| AVAILABLE DATA |
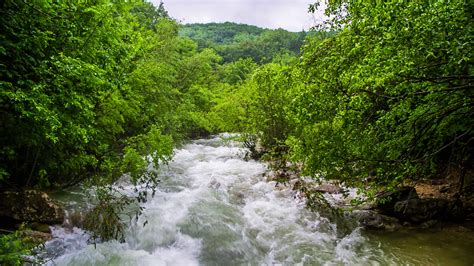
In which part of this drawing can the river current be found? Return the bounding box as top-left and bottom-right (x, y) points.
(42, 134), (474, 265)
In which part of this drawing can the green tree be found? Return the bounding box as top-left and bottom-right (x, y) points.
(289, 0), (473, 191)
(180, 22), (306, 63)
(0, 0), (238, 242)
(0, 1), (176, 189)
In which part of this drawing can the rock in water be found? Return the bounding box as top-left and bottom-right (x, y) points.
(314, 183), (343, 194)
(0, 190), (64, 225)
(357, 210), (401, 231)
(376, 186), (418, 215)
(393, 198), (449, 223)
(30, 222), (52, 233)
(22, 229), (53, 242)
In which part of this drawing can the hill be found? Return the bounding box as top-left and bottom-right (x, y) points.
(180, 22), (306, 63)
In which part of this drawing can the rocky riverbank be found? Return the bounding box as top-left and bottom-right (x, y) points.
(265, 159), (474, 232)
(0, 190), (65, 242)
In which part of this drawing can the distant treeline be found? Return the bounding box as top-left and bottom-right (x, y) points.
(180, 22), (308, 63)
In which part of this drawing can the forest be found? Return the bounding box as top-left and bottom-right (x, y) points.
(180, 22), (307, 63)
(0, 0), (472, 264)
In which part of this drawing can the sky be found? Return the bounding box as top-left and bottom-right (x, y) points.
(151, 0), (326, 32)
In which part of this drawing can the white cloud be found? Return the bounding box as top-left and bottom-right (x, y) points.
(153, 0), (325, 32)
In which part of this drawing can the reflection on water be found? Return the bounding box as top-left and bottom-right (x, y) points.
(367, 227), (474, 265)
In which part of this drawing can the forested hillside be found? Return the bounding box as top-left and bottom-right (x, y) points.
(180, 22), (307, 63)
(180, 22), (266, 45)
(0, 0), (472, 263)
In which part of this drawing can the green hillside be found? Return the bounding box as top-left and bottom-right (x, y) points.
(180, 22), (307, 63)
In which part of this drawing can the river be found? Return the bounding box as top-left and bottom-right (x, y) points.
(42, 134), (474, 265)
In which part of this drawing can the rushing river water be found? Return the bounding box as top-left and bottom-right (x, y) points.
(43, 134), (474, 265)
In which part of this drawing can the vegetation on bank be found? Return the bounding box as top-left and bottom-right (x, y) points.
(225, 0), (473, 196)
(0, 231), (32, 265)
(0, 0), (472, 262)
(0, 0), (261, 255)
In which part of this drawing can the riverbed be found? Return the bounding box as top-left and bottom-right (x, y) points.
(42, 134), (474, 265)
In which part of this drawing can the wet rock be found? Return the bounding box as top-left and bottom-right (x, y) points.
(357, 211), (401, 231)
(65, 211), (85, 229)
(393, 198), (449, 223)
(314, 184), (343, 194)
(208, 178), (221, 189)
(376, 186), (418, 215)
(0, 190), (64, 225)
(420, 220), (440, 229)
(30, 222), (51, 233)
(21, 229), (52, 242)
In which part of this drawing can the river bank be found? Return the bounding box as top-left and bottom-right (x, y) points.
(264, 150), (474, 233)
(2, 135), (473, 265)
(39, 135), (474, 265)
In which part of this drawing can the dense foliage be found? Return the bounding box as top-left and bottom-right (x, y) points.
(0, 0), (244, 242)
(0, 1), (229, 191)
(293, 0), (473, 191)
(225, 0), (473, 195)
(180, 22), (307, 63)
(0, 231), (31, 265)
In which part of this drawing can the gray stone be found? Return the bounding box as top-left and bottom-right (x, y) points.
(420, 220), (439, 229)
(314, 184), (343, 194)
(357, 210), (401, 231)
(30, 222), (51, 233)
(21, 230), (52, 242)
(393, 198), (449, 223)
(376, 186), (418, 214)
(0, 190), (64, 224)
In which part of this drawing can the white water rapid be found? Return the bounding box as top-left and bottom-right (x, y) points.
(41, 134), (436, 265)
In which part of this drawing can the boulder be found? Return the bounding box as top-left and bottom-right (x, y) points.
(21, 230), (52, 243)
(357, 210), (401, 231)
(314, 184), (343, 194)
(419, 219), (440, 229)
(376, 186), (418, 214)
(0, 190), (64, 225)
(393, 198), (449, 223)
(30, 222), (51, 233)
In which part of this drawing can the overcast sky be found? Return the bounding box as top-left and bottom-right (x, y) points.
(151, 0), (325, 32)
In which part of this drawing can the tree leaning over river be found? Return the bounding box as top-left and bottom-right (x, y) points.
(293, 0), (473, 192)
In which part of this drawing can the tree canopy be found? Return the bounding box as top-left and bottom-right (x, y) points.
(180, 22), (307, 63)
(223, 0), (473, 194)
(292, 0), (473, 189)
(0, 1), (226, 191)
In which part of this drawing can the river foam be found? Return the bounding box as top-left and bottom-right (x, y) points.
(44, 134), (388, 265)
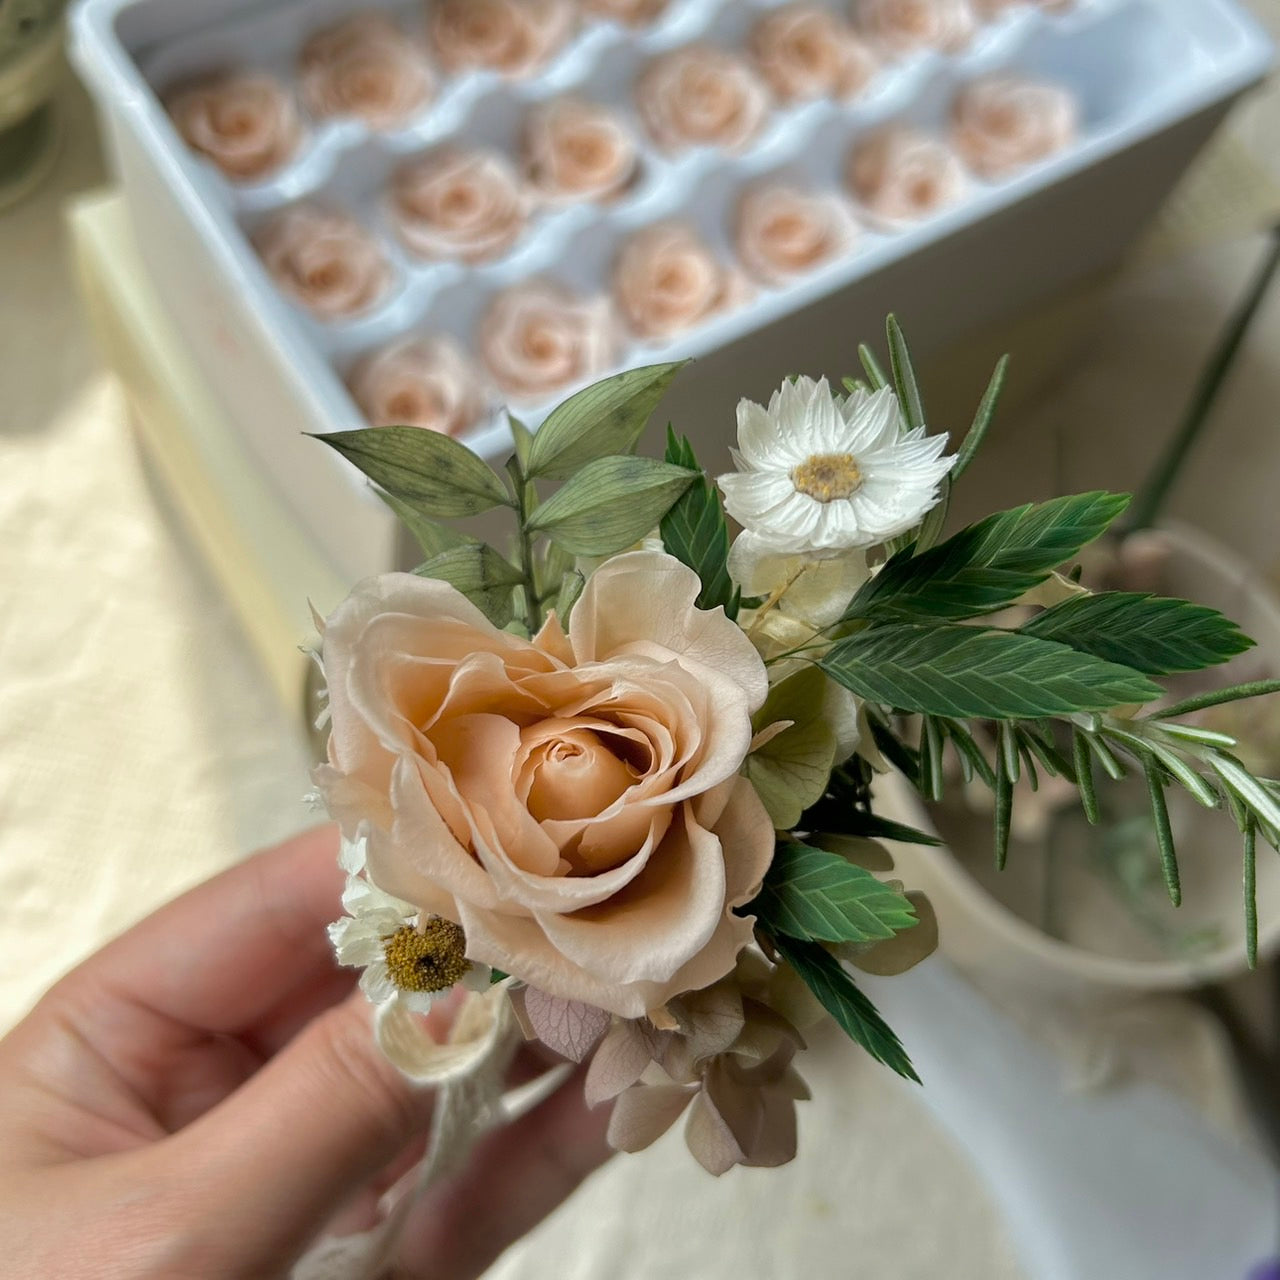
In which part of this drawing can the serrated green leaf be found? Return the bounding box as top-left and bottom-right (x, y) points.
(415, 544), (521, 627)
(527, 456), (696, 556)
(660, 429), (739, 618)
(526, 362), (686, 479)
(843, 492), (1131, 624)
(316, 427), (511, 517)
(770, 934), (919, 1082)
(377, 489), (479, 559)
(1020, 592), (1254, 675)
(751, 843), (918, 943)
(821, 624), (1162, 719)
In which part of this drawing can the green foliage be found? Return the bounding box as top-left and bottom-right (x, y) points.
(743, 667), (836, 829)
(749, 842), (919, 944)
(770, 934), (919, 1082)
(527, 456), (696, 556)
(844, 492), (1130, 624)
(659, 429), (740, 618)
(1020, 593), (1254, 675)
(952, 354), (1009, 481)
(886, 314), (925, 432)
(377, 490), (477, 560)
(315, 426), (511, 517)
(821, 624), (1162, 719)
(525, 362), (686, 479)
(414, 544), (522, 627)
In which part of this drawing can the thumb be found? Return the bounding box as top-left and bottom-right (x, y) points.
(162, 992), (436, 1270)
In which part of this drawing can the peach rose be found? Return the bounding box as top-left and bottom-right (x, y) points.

| WORK INSTRUCTIONS |
Apart from the images, retype the full material exactly as written.

| ANSWER |
In which part of this drawing can the river current be found? Return the bounding box as top-left and bottom-right (x, y) points.
(42, 134), (474, 265)
In which part of this drawing can the green tree be found? Return the bounding box as top-left and bottom-right (x, y) points.
(289, 0), (473, 191)
(180, 22), (306, 63)
(0, 0), (238, 242)
(0, 1), (176, 189)
In which part of this drawing can the rock in water be found? Return the bounding box as top-left and bottom-right (x, y) points.
(314, 183), (343, 194)
(0, 190), (64, 225)
(357, 210), (401, 231)
(376, 186), (418, 215)
(393, 198), (449, 223)
(30, 222), (52, 233)
(22, 229), (53, 242)
In which part of this drawing can the hill be found? Return the bounding box as top-left and bottom-right (x, y) points.
(180, 22), (306, 63)
In which part of this drawing can the rocky riverbank be found? Return the bounding box as top-left and bottom-right (x, y) points.
(265, 159), (474, 232)
(0, 190), (65, 242)
In which part of this drawing can the distant treeline be found? Return the bounding box as top-left and bottom-right (x, y) points.
(180, 22), (308, 63)
In which part of this drawing can the forest be found? Return the bounding box as top-left and bottom-right (x, y) points.
(180, 22), (307, 63)
(0, 0), (472, 264)
In which part of this drawing can the sky be found? Return the bounding box as top-left and bottom-right (x, y) points.
(151, 0), (326, 32)
In which part of this drawing can the white cloud be found? Return the bounding box as top-left and bottom-right (x, y) points.
(153, 0), (325, 32)
In which part of this drawing can the reflection on water be found? Return the bounding box as top-left and bottom-right (x, y) points.
(367, 227), (474, 265)
In which part of this drawing can the forested hillside be found? Return the bounding box as top-left and bottom-right (x, y) points.
(180, 22), (307, 63)
(180, 22), (266, 45)
(0, 0), (472, 263)
In which part of this drawing can the green hillside be found? Return the bounding box as top-left and bottom-right (x, y) points.
(180, 22), (307, 63)
In which part of this drawing can the river be found? Return the bounding box as top-left and bottom-right (x, y) points.
(42, 134), (474, 265)
In which part of this drawing can the rushing river water be found? Return the bounding box as top-left and bottom-right (x, y) points.
(43, 134), (474, 265)
In which part of this drawing can the vegetation on bank be found? Return the bounding box as top-left and bottom-right (x, y) points.
(225, 0), (473, 196)
(0, 231), (32, 265)
(0, 0), (472, 262)
(0, 0), (261, 255)
In which part of this drawing can the riverbed be found? Return the bounding box as top-left and bottom-right (x, y) points.
(42, 134), (474, 265)
In which part of this drawing can the wet rock be found? Return the bounding box as top-left and bottom-right (x, y) points.
(357, 211), (401, 231)
(65, 211), (85, 229)
(393, 198), (449, 223)
(314, 184), (343, 194)
(208, 178), (221, 189)
(376, 186), (418, 215)
(0, 190), (64, 225)
(420, 220), (440, 229)
(30, 222), (51, 233)
(21, 229), (52, 242)
In which part of this drawing can the river bank be found? Return the bounding box as top-left and bottom-right (x, y) points.
(264, 150), (474, 233)
(2, 135), (473, 265)
(39, 135), (474, 265)
In which part of this drawing can the dense foliage be found? Return the bounding box as top-left and bottom-right (x, y) points.
(0, 0), (244, 242)
(0, 1), (229, 191)
(293, 0), (473, 191)
(225, 0), (473, 195)
(180, 22), (307, 63)
(0, 231), (31, 265)
In which part of this drawing can the gray stone be found? Return the bounding box as top-left and bottom-right (x, y) points.
(420, 220), (439, 229)
(314, 184), (343, 194)
(357, 210), (401, 231)
(30, 222), (51, 233)
(21, 230), (52, 242)
(393, 198), (449, 223)
(376, 186), (418, 214)
(0, 190), (64, 224)
In which part of this drawing can the white water rapid be found? Return the bounding box as top-left and bottom-right (x, y) points.
(41, 134), (436, 265)
In which part of this drawing can the boulder be found? Return the bounding box as top-left and bottom-right (x, y) points.
(21, 230), (52, 243)
(357, 210), (401, 231)
(314, 184), (343, 194)
(419, 219), (440, 229)
(376, 186), (418, 214)
(0, 190), (64, 225)
(393, 198), (449, 223)
(30, 222), (51, 233)
In which part of this drawing can the overcast sky be found? Return the bounding box as top-left and bottom-right (x, y) points.
(151, 0), (325, 32)
In which part of this drawing can the tree leaning over river be found? Return the bounding box as top-left and bottom-right (x, y) points.
(293, 0), (473, 192)
In which part of this drawing can the tree canopy be found? Return the bounding box as top-left and bottom-right (x, y) points.
(180, 22), (307, 63)
(223, 0), (473, 194)
(292, 0), (473, 189)
(0, 1), (226, 191)
In which part of this drawing can the river foam be found? Return the bounding box as top-left and bottom-right (x, y) points.
(44, 134), (388, 265)
In which part of this drawing can the serrated green leaf be found? Return the bounding box as top-left and bottom-right (x, y) points.
(415, 544), (521, 627)
(527, 456), (696, 556)
(660, 429), (739, 618)
(526, 362), (686, 479)
(843, 492), (1131, 624)
(316, 427), (511, 517)
(770, 934), (919, 1082)
(377, 489), (479, 559)
(1020, 592), (1254, 675)
(751, 843), (918, 943)
(821, 624), (1162, 719)
In which part of this drawing can the green foliage be found? Return the bounding box as top-left and bottom-right (x, y) points.
(743, 667), (836, 829)
(749, 842), (919, 944)
(770, 934), (919, 1082)
(527, 456), (696, 556)
(844, 492), (1130, 624)
(659, 429), (740, 618)
(1020, 593), (1254, 675)
(952, 354), (1009, 481)
(886, 314), (925, 432)
(377, 490), (477, 560)
(315, 426), (511, 517)
(821, 624), (1162, 719)
(525, 362), (686, 479)
(414, 544), (522, 627)
In which part of this drawing can the thumb be found? Return the bounding box as top-left and bottom-right (x, y) points.
(162, 992), (436, 1270)
In which part of this drawing can the peach rose be found? Return the bounding box as top-left and bottom-right (x, y) points.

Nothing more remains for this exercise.